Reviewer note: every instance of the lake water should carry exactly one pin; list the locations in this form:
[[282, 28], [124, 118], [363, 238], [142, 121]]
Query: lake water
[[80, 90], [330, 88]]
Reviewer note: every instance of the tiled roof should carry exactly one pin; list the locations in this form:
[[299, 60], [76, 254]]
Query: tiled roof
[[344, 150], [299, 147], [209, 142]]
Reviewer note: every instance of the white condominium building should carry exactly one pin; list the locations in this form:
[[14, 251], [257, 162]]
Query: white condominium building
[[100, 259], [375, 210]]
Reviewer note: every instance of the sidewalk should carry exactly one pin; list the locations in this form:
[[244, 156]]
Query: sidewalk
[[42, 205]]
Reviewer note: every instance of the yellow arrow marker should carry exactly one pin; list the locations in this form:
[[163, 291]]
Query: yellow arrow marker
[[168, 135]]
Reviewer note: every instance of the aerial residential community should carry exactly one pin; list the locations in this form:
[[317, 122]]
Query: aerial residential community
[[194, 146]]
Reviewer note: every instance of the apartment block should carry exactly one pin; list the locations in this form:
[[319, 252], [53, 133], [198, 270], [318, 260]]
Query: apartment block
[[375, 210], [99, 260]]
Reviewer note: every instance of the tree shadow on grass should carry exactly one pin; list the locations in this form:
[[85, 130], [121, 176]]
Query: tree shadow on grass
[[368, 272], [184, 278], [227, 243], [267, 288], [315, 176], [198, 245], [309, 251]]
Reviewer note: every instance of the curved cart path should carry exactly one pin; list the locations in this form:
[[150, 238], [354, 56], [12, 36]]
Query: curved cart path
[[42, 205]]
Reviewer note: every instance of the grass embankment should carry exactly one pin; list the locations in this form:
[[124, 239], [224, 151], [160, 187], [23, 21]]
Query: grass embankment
============
*What you are asked to do*
Restate, word for word and without additions, every line from the top of the listing above through the line that contains "[[319, 252], [53, 133], [198, 270], [318, 260]]".

*Exercise answer*
Reviewer note: every instance of the lake water should carry exactly one pin; list the locations in this form:
[[282, 28], [124, 118], [363, 238], [142, 121]]
Query: lake water
[[80, 90], [330, 88]]
Reviewer note: every instance of the tiled roof should carry exactly one pin; list the locations in this form:
[[299, 60], [76, 254]]
Query: tiled roof
[[344, 150], [299, 147], [209, 142]]
Reviewer note: every instance of the white condominium building should carry exactly one pin; list the locations in this form:
[[14, 251], [257, 162]]
Query: white condominium building
[[100, 259], [375, 210]]
Reviewer note: every instance of the sidewalk should carry exactly one pin; list the locations in this form:
[[244, 156]]
Query: sidewalk
[[42, 205]]
Reviewer note: every instance of the yellow arrow marker should carry exactly one pin; list the locations in this form:
[[163, 291]]
Query: yellow arrow marker
[[168, 135]]
Reviewer note: every instance of the aerial residential community should carry exactly one pin; list the locations in this form:
[[317, 122]]
Query: aerial residential community
[[194, 146]]
Reviewer note: every instance of the apartment block should carry exactly one pin; list the locations in this form:
[[319, 252], [53, 133], [198, 270], [318, 260]]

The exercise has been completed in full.